Copy every entry below word for word, and leave the pictures out of your copy.
------------------------------------------------
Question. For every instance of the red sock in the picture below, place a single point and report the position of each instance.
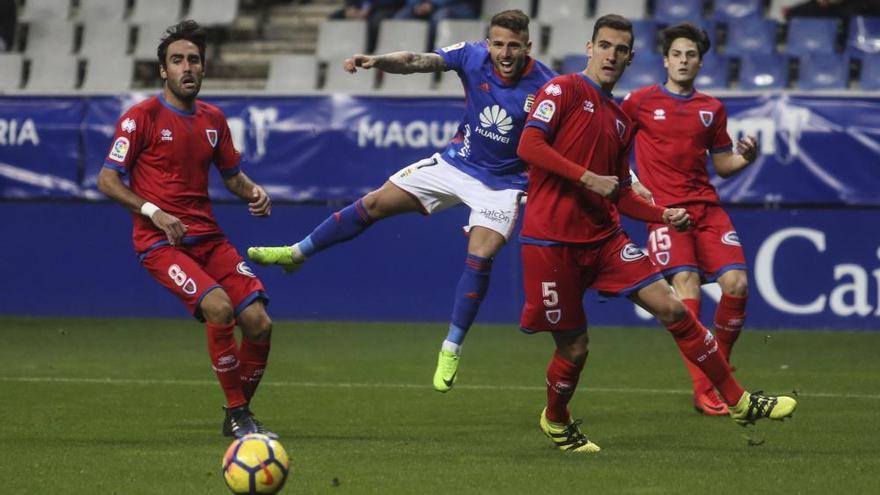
(700, 347)
(729, 319)
(254, 355)
(562, 378)
(700, 381)
(224, 360)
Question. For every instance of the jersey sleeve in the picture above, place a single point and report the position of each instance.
(130, 136)
(720, 139)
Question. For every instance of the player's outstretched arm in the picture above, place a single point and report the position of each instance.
(259, 202)
(396, 62)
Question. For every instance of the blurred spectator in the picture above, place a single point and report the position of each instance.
(843, 9)
(374, 11)
(8, 20)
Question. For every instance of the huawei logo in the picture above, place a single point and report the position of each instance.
(497, 116)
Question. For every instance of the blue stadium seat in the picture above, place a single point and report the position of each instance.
(715, 72)
(675, 11)
(763, 71)
(823, 73)
(647, 69)
(809, 35)
(864, 36)
(870, 78)
(573, 63)
(735, 10)
(754, 36)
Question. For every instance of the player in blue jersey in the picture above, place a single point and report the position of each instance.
(479, 167)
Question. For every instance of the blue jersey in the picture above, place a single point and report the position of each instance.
(495, 112)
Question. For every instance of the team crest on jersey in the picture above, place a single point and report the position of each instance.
(631, 252)
(731, 238)
(245, 270)
(212, 137)
(530, 100)
(119, 149)
(553, 90)
(128, 125)
(545, 111)
(706, 117)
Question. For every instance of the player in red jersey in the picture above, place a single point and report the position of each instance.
(576, 143)
(166, 145)
(675, 126)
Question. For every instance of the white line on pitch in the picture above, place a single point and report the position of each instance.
(140, 381)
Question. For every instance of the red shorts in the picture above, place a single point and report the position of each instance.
(556, 278)
(710, 248)
(192, 271)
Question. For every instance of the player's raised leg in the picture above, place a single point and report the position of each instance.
(483, 245)
(341, 226)
(700, 347)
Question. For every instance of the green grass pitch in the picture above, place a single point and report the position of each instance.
(125, 406)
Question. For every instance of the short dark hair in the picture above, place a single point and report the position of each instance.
(614, 21)
(184, 30)
(514, 20)
(688, 31)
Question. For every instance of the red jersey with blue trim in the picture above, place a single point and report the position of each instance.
(166, 153)
(673, 134)
(585, 125)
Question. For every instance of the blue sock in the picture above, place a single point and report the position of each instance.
(341, 226)
(469, 294)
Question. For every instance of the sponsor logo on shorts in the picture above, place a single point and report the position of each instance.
(631, 252)
(731, 239)
(245, 270)
(119, 149)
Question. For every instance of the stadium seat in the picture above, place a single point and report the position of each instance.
(646, 69)
(292, 73)
(106, 74)
(492, 7)
(49, 37)
(809, 35)
(823, 73)
(763, 71)
(11, 70)
(338, 39)
(715, 72)
(870, 76)
(53, 74)
(406, 83)
(402, 34)
(675, 11)
(451, 31)
(573, 63)
(631, 9)
(754, 36)
(731, 11)
(155, 11)
(44, 11)
(568, 37)
(552, 11)
(100, 10)
(104, 38)
(213, 12)
(864, 36)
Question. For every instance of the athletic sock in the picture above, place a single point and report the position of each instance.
(700, 347)
(254, 355)
(341, 226)
(562, 378)
(224, 360)
(729, 319)
(469, 293)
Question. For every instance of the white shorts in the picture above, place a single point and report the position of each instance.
(438, 186)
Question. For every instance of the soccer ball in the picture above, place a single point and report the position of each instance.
(255, 463)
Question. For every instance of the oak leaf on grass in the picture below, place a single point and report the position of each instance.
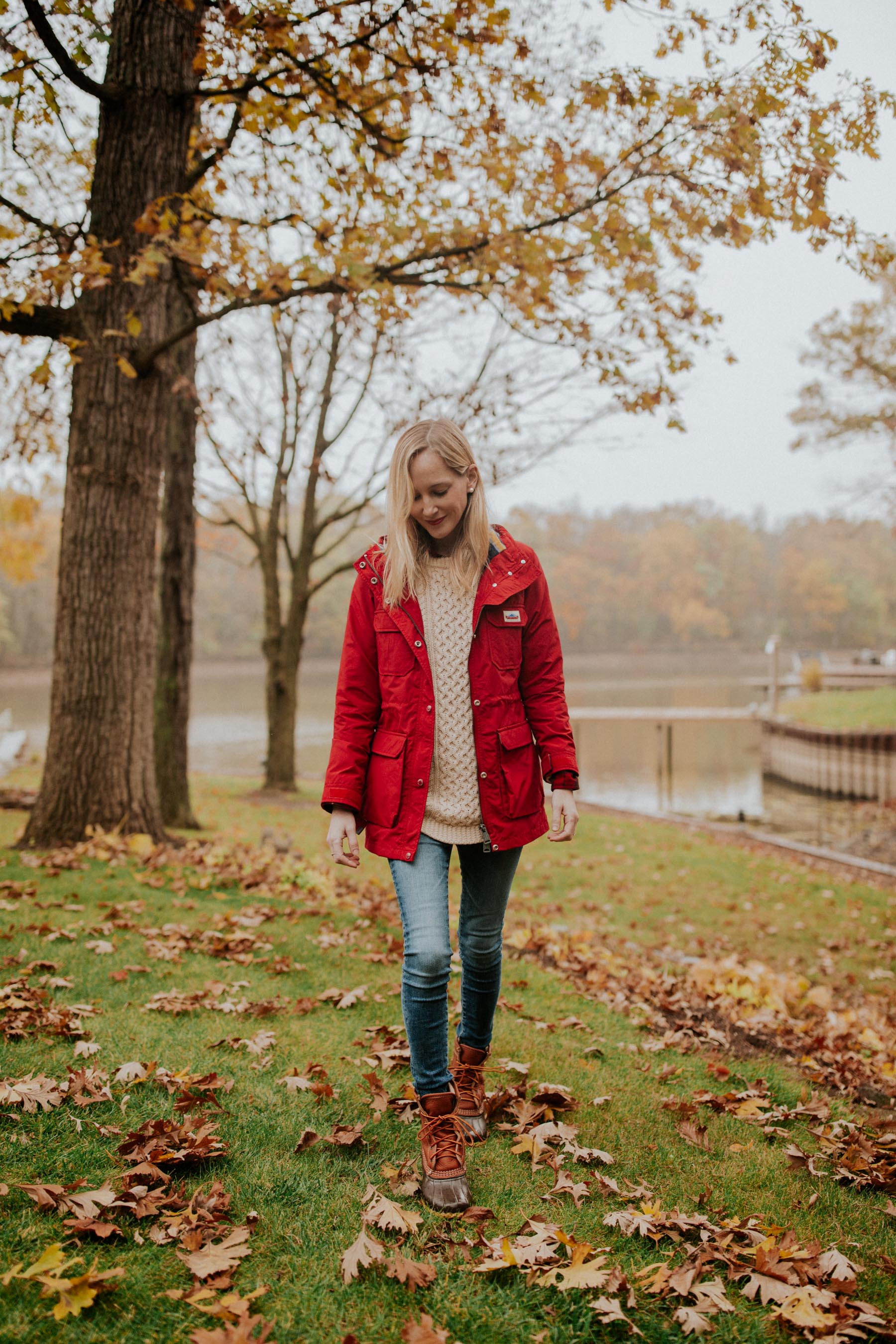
(579, 1273)
(245, 1330)
(385, 1213)
(610, 1312)
(693, 1133)
(218, 1257)
(691, 1322)
(347, 1136)
(359, 1256)
(413, 1274)
(804, 1308)
(307, 1139)
(424, 1331)
(31, 1092)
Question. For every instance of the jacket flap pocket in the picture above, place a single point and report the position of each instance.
------------------------------------------------
● RESPONSE TO THIS TASK
Question. For every instance of the red sock in the picture below, place a single point and report the position of each instance.
(700, 347)
(729, 319)
(254, 355)
(562, 378)
(700, 381)
(224, 360)
Question. For every instance of the jersey sleeve in the picture above, place a single point and report the position of each instance.
(130, 136)
(720, 139)
Question. For every instance of the player's outstretched arm in the picture above, place a single point and report the position of each instance.
(259, 202)
(396, 62)
Question. For every instance of the blurred spectator in the picture above, place a single point and report the position of each instance.
(843, 9)
(374, 11)
(8, 20)
Question. For every instance of the huawei logo in the picture above, place a single point and report the position of each instance.
(497, 116)
Question. For every instance of the blue stadium seat in the picture above, place a single point and report the position of each instance.
(715, 72)
(675, 11)
(763, 71)
(823, 73)
(647, 69)
(809, 35)
(864, 36)
(870, 78)
(573, 63)
(735, 10)
(754, 36)
Question. For every instance of the player in blue jersey in the picture above, place a single point and report the position of each instance.
(479, 167)
Question. For every instance of the blue jersey in the picture above, place a single point and report the position of each instance.
(495, 112)
Question. For every instance of the team crest on jersey in the picture above, place a single point and report the position of each instance.
(631, 252)
(731, 238)
(245, 270)
(212, 137)
(530, 100)
(119, 149)
(553, 90)
(128, 125)
(545, 111)
(706, 117)
Question. For every instance of the player in red jersey in the picture above, place a single point and report the position of each instance.
(576, 143)
(166, 145)
(675, 126)
Question. For every instance of the white line on pitch in the picture above, place a single point and report the position of each instance.
(140, 381)
Question. For every instance of the red shorts in the picture above, place a single point and report the position of each instance.
(556, 278)
(710, 248)
(192, 271)
Question. For every instance of the player's raised leg in the picture above, place a single point and report the position of each instance.
(483, 245)
(341, 226)
(700, 347)
Question. For every instance of the green grass pitch in the picture above, place a single point and report the position of each instance.
(125, 406)
Question. For every instance of the short dark hair in the picture above, place a single point and report the position of each instance.
(614, 21)
(184, 30)
(514, 20)
(688, 31)
Question. For every instance of the red jersey with blue trim in the picture above, place a single point and report the position of each instance.
(166, 153)
(673, 134)
(585, 125)
Question. For every instance of the blue sock in the picture above, place a single point and report the position of each instance.
(341, 226)
(469, 294)
Question. For every instance of the sponsor logo on shorts in the picture above, place a single point and report the position of each instance.
(631, 252)
(731, 239)
(245, 270)
(119, 149)
Question. For every instance of the stadium seat in the picture above, place a single point and report the position of each instance.
(646, 69)
(292, 73)
(106, 74)
(492, 7)
(49, 37)
(809, 35)
(823, 73)
(763, 71)
(11, 70)
(338, 39)
(715, 72)
(870, 76)
(53, 74)
(406, 83)
(402, 34)
(675, 11)
(451, 31)
(573, 63)
(631, 9)
(754, 36)
(731, 11)
(155, 11)
(44, 11)
(568, 37)
(552, 11)
(100, 10)
(104, 38)
(213, 12)
(864, 36)
Question. For every instance of the athletic sock in the picture above, place a single point and report the position of each instance.
(700, 347)
(254, 355)
(341, 226)
(562, 378)
(224, 360)
(729, 319)
(469, 293)
Question. For every instance of the white shorts in the picture above, place a single point and report the position of each instance.
(438, 186)
Question. For every instance of the soccer ball in the picture above, place a single point and report the position of each instance.
(255, 463)
Question. For every instance of the oak leaf on grass in the picture below, place a single point and report the position of each instance.
(579, 1273)
(245, 1330)
(385, 1213)
(610, 1312)
(693, 1133)
(218, 1257)
(691, 1322)
(347, 1136)
(359, 1256)
(413, 1274)
(804, 1308)
(307, 1139)
(424, 1331)
(31, 1092)
Question. For every instance of the jacket flap pocket in the picture above, place a single point and report the position of each instance.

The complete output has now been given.